··· Records for processing
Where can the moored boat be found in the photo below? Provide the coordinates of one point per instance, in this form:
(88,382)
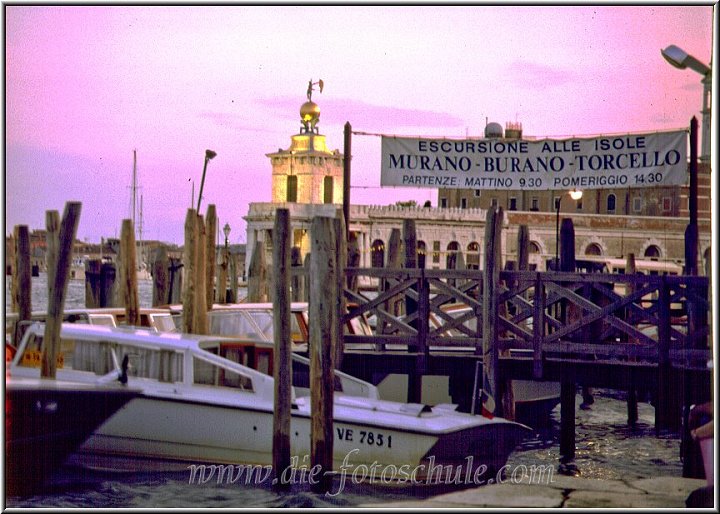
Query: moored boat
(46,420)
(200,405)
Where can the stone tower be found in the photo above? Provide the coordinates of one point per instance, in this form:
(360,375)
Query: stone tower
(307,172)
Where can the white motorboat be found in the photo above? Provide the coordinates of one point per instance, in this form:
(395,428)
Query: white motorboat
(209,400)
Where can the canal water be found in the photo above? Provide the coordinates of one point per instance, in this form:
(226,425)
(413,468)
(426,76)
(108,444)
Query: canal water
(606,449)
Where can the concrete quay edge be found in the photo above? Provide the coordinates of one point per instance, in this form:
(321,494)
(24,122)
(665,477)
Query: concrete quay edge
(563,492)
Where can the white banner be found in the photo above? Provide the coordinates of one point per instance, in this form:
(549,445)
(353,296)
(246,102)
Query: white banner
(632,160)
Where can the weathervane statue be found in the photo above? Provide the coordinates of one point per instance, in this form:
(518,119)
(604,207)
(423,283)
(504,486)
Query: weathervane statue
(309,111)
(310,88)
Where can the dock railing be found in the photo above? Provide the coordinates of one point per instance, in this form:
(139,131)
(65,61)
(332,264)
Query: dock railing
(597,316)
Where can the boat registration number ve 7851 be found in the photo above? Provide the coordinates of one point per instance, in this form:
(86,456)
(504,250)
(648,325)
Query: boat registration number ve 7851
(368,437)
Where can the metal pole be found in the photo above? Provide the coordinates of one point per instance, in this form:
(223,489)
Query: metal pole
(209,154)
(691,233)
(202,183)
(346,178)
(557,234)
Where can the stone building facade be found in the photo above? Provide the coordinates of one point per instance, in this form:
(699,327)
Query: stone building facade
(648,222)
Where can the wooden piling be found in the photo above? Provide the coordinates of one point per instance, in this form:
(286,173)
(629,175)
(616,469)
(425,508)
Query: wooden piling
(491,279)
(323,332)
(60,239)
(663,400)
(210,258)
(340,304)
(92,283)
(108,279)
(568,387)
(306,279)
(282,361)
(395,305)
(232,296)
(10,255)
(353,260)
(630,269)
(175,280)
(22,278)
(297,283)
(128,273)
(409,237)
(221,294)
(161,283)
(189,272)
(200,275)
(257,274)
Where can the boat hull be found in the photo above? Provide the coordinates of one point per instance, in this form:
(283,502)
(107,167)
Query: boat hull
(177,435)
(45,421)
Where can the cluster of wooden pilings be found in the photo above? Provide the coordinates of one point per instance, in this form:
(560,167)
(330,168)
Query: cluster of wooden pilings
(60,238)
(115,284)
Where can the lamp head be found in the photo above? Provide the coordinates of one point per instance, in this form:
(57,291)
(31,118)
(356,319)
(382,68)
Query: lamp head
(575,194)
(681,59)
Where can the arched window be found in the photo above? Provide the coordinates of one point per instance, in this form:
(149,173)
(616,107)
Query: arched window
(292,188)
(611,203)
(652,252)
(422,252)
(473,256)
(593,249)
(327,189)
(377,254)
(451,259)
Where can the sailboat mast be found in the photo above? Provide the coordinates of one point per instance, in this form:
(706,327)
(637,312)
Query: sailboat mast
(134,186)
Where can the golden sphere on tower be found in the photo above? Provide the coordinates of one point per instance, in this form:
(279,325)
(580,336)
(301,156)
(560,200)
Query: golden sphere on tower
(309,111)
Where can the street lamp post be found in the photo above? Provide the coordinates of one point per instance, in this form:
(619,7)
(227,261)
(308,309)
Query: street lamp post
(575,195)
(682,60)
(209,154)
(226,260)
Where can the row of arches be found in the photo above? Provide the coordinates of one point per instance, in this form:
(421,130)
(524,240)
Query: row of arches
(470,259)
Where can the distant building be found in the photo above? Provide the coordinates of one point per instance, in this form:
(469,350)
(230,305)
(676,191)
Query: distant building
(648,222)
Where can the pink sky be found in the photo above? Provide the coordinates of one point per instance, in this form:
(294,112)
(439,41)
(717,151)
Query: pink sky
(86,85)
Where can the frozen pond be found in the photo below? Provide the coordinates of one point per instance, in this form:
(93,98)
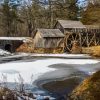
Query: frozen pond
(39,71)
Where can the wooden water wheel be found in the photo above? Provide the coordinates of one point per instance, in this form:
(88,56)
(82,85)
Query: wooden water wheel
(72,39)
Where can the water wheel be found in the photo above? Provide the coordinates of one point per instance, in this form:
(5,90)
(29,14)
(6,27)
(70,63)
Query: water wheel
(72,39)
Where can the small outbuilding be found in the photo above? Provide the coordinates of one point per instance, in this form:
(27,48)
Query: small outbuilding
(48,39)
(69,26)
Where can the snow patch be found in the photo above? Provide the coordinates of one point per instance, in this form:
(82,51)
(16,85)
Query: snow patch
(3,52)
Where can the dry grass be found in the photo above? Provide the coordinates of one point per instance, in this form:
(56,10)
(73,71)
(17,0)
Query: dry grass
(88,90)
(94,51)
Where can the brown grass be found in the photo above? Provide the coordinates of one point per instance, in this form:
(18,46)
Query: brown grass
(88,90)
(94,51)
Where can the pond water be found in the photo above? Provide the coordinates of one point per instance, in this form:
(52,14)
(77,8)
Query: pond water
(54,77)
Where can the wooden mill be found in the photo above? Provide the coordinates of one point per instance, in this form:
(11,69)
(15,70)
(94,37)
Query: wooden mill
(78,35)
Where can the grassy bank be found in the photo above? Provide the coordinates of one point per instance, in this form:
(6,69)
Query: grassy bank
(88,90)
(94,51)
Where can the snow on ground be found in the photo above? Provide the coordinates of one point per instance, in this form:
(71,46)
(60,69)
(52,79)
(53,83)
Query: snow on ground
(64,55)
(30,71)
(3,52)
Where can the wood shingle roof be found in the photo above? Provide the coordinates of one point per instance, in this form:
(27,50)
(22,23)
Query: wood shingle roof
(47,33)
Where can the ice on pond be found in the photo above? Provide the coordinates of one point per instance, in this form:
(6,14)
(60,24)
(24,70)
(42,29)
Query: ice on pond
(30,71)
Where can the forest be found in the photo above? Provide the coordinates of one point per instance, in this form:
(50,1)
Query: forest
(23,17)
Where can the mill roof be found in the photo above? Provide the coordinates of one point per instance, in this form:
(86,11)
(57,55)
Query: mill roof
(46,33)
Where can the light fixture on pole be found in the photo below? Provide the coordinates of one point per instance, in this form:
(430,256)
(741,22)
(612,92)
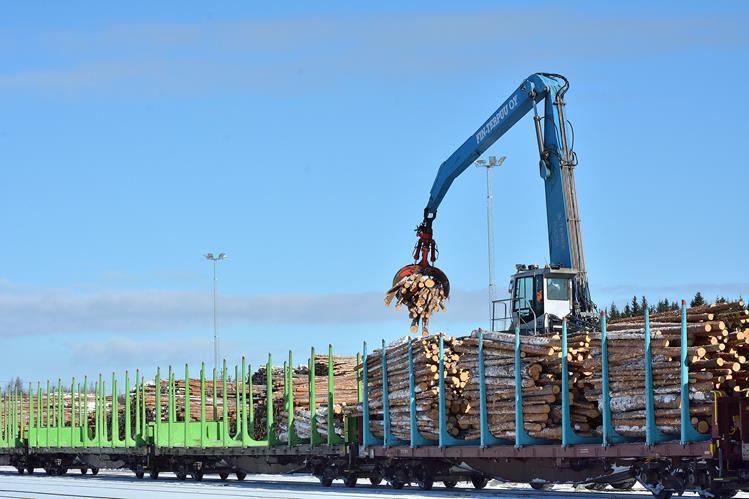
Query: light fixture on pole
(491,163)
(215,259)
······
Copy out the part of the listing that begins with the line containing "Where can the light" and runs through the end of the listing, requests included, shifting every coordinate in the answer points by -72. Omit the picture from your copy.

Where can the light fixture on pole be found in the photo below? Provide the coordinates of one point per instance, in this form:
(430,256)
(741,22)
(612,92)
Query: light fixture on pole
(419,91)
(143,187)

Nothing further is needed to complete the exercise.